[Pointing records]

•••

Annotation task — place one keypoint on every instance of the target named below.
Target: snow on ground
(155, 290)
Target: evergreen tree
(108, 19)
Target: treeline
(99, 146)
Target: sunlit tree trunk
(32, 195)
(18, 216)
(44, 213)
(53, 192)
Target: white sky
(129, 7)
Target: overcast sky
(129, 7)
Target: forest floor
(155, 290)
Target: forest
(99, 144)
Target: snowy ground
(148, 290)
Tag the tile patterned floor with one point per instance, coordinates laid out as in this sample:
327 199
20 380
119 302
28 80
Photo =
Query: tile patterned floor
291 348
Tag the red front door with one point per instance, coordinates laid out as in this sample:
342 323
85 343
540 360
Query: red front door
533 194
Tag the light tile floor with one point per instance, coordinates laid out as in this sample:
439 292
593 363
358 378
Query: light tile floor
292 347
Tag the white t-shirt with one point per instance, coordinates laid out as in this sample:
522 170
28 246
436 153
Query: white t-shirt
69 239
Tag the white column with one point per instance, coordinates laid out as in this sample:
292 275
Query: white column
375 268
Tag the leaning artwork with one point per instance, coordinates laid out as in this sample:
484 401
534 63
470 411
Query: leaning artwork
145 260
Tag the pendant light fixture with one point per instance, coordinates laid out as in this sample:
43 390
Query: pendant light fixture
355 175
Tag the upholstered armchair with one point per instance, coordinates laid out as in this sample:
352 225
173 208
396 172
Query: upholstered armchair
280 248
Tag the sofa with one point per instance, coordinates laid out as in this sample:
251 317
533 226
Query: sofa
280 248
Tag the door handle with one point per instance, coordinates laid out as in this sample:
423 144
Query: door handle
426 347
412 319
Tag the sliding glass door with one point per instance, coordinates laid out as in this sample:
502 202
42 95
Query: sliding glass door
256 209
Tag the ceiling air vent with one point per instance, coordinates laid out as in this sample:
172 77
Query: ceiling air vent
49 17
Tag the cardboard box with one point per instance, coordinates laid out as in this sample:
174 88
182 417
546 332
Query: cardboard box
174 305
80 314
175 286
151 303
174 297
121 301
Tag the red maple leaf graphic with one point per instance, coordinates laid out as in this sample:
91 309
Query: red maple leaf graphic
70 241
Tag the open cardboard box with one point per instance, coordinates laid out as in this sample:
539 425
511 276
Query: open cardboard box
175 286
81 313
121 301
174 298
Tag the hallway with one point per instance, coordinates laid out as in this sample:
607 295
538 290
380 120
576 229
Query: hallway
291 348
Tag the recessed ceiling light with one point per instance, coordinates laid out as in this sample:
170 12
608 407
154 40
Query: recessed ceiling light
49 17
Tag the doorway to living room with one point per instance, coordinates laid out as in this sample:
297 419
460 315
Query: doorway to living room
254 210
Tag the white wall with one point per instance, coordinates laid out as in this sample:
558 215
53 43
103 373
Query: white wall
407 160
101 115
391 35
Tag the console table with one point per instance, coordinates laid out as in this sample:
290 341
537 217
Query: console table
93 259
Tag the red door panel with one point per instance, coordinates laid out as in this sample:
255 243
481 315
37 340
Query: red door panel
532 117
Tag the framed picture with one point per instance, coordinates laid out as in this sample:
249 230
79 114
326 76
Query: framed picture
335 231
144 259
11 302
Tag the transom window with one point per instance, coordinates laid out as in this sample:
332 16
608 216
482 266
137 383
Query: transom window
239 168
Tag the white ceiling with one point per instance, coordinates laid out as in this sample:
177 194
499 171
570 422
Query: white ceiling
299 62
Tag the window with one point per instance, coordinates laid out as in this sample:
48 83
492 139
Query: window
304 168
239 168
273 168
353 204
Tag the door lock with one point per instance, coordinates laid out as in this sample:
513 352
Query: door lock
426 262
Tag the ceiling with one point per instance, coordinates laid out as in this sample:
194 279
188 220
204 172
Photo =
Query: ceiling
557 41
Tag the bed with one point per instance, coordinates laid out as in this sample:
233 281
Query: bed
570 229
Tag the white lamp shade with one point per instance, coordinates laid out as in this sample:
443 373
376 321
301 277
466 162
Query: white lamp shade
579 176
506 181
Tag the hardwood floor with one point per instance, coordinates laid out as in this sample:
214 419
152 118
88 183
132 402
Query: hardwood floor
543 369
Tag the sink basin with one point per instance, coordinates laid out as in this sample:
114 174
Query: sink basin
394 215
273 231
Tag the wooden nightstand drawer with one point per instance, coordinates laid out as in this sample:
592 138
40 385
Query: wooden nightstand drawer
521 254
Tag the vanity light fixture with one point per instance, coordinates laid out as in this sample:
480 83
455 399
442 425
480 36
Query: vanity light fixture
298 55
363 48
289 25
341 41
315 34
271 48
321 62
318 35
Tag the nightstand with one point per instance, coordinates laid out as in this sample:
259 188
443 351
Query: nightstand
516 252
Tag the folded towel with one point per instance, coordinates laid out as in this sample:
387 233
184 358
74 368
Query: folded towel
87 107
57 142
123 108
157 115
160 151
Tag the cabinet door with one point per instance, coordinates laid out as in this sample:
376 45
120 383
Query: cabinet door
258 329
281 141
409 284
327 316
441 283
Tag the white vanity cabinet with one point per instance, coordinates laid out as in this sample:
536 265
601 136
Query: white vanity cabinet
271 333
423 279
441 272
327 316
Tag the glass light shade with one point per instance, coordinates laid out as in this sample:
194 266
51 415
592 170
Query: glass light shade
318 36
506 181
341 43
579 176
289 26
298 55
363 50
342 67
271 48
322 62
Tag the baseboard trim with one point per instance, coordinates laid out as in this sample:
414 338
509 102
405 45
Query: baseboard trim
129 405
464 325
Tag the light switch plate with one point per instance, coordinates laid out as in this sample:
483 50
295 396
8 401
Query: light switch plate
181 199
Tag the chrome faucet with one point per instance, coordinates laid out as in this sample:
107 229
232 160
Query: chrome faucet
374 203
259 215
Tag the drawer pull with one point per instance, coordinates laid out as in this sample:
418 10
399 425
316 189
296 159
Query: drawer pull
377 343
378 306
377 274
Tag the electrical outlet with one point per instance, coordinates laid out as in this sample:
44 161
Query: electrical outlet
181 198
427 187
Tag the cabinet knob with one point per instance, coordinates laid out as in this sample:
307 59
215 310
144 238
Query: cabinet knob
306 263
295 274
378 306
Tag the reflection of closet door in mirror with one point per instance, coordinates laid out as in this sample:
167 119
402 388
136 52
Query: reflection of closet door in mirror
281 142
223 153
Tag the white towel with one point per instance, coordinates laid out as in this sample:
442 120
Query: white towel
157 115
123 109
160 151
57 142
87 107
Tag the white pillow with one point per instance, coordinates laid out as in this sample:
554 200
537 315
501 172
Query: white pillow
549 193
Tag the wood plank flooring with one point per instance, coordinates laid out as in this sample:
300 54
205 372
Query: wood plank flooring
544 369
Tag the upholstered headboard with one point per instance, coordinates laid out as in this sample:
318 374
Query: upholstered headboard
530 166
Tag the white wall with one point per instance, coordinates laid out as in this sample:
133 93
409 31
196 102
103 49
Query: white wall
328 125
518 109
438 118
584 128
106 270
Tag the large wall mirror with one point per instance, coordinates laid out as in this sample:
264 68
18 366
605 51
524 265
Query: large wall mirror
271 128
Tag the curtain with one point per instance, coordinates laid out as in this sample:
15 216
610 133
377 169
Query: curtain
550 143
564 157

•••

### TASK INSTRUCTIONS
Reproduce all of the data exactly as given.

### PROBLEM SOLUTION
Annotation task — place one keypoint on every instance of the target named below.
Target: snow on ground
(155, 290)
Target: evergreen tree
(108, 19)
Target: treeline
(99, 146)
Target: sunlit tree trunk
(32, 195)
(18, 216)
(44, 213)
(53, 192)
Target: white sky
(129, 7)
Target: overcast sky
(129, 7)
Target: forest floor
(155, 290)
Target: forest
(99, 144)
Target: snowy ground
(148, 290)
Tag the tile patterned floor with one point per instance, coordinates laid out as in this sample:
327 199
20 380
119 302
28 80
Photo =
Query: tile patterned floor
291 348
Tag the red front door with one point per instance, coordinates laid out as in this sample:
342 323
85 343
540 360
Query: red front door
533 194
Tag the light tile floor with one point per instance, coordinates laid out as in this sample:
439 292
593 363
358 378
Query: light tile floor
292 347
Tag the white t-shirt with one point per instance, coordinates laid out as in this sample:
522 170
28 246
436 153
Query: white t-shirt
69 239
Tag the white column with one point per instance, coordinates laid out as in this sample:
292 275
Query: white column
375 268
Tag the leaning artwork with one point per instance, coordinates laid out as in this sample:
484 401
534 63
470 411
Query: leaning artwork
145 260
Tag the pendant light fixture with one point per instance, coordinates laid out as in this sample:
43 390
Query: pendant light fixture
355 175
Tag the upholstered armchair with one point per instance, coordinates laid out as in this sample:
352 225
173 208
396 172
Query: upholstered armchair
280 248
Tag the sofa with one point per instance, coordinates laid out as in this sample:
251 317
533 226
Query: sofa
280 248
Tag the door handle with one point per instance, coordinates laid out as in this sample:
423 144
Query: door handle
426 347
412 319
Tag the sliding glass door with one point per instance, coordinates laid out as in this sample:
502 202
42 95
Query: sliding glass door
256 209
Tag the ceiling air vent with one point per instance, coordinates laid out as in this sample:
172 77
Query: ceiling air vent
49 17
Tag the cardboard box with one point per instance, coordinates laid out as in this sample:
174 88
182 417
546 332
Query: cardboard box
174 305
80 314
175 286
151 303
174 297
121 301
Tag the red maple leaf graphic with one point per instance, coordinates laid out as in this sample:
91 309
Query: red maple leaf graphic
70 241
Tag the open cardboard box with one point per instance, coordinates laid out as in this sample:
539 425
511 276
Query: open cardboard box
175 286
81 313
121 301
174 298
Tag the hallway with one point per instance, coordinates laid out as in this sample:
607 295
538 290
380 120
576 229
Query: hallway
291 348
Tag the recessed ceiling light with one point per instance, coordinates laid out as in this sample:
170 12
608 407
154 40
Query: recessed ceiling light
49 17
Tag the doorway to living room with one point per instance, coordinates laid out as in this sample:
297 419
460 315
Query: doorway to living room
254 210
Tag the white wall with one point per instance, coordinates laid out as in this sample:
558 215
53 43
103 373
Query: white wall
407 160
101 115
391 35
Tag the console table with one point per instance, coordinates laid out as in this sample:
290 341
537 217
Query: console table
93 259
Tag the red door panel with one point per instance, coordinates laid out as in this sample:
255 243
481 315
37 340
Query: red door panel
532 117
Tag the framed picture with one point per instance, coordinates laid out as in this sample:
249 230
79 114
326 76
Query: framed picture
335 231
144 259
11 302
Tag the transom window with one point per instance, coordinates laid out as in this sample:
332 16
608 216
482 266
137 383
Query: transom window
239 168
Tag the white ceiling with one point per instance, coordinates laid out as in this sample:
177 194
499 171
570 422
Query: white ceiling
299 62
Tag the window with one point per instance, coordinates laid out as in this sample:
48 83
492 139
Query: window
304 168
239 168
273 168
353 204
Tag the door lock with one point per instance, coordinates laid out as in this sample:
513 352
Query: door lock
426 262
Tag the ceiling with one point per instance, coordinates laid out as in this sample:
194 279
188 220
204 172
Photo =
Query: ceiling
557 41
Tag the bed with one point per instance, coordinates laid out as in this sample:
233 281
Query: bed
570 229
Tag the white lamp shade with one point per instance, coordinates laid out as in this sample:
443 373
376 321
301 277
466 162
Query: white lamp shade
579 176
506 181
Tag the hardwood floor with one point per instance, coordinates laid out as in this sample:
214 419
152 118
88 183
132 402
Query: hardwood floor
543 369
Tag the sink basin with one point per instance, coordinates laid out as in this sample:
114 174
Query: sink basin
394 215
273 231
Tag the wooden nightstand drawer with one point per instance, coordinates laid out as in this sample:
592 138
40 385
Query: wooden nightstand drawer
521 254
Tag the vanity light fixture with one point per instance, coordinates laid out as in this sample:
480 83
455 399
442 425
480 36
Query: vanity light fixture
298 55
363 48
289 25
341 41
315 34
271 48
321 62
318 35
Tag the nightstand with one point per instance, coordinates laid out as in this sample:
259 188
443 351
Query: nightstand
516 252
Tag the folded towel with one point per instance, coordinates laid out as in this sample:
387 233
184 358
74 368
Query: folded towel
87 107
57 142
123 108
157 115
160 151
Tag the cabinet door with one point per instance, coordinates laid out as in this sample:
376 45
120 383
Query: cabinet door
258 329
281 141
409 284
327 316
441 283
Tag the white vanity cabinet with one point per instance, coordinates laid out as in this sample:
536 265
601 136
Query: white vanity cabinet
271 333
423 279
441 272
327 316
Tag the glass light shade with one point per instance, coordinates laid out as in this sample:
194 266
51 415
592 170
Query: glass light shade
318 36
506 181
341 43
579 176
289 26
298 55
363 50
342 67
271 48
322 62
Tag the baseboard trim with one point per instance, coordinates laid out as in this sample:
414 338
509 102
405 45
Query: baseboard trim
129 405
464 325
Tag the light switch plate with one point per instance, coordinates laid out as in this sample:
483 50
295 396
8 401
Query: light switch plate
181 199
Tag the chrome faucet with one point per instance, coordinates laid out as in this sample:
107 229
232 160
Query: chrome faucet
374 203
259 215
Tag the drawer pull with one point per instance, coordinates laid out as in this sample:
418 10
399 425
316 189
296 159
Query: drawer pull
377 343
378 306
377 274
Tag the electrical outlet with one point per instance, coordinates laid out as in this sample:
44 161
Query: electrical outlet
181 198
427 187
Tag the cabinet knob with one point per instance, coordinates laid out as in this sample:
307 59
215 310
144 238
Query: cabinet knob
306 263
295 274
378 306
Tag the reflection of closet door in mirror with one point per instance, coordinates laid out as in this sample:
167 119
402 388
136 52
Query: reflection of closet door in mirror
281 142
223 153
Tag the white towel with one point per instance, coordinates laid out as in this sample:
442 120
Query: white towel
157 115
123 109
160 151
57 142
87 107
Tag the white pillow with one point per instance, coordinates laid out as in this sample:
554 200
537 315
501 172
Query: white pillow
549 193
Tag the wood plank flooring with one point per instance, coordinates laid out as in this sample:
300 54
205 372
Query: wood plank flooring
544 369
Tag the upholstered headboard with one point per instance, coordinates laid out as in this sample:
318 374
Query: upholstered headboard
530 166
Tag the white wall with one point per instance, coordinates laid out as in this sample:
133 93
409 31
196 102
103 49
Query: white wall
328 125
518 109
438 118
584 128
106 270
Tag the large wall mirror with one point per instance, coordinates laid out as in this sample:
264 68
18 366
605 51
524 265
Query: large wall mirror
271 128
Tag the curtain with one point per instance, coordinates laid out as in this sample:
15 216
610 133
377 169
Query: curtain
550 143
564 157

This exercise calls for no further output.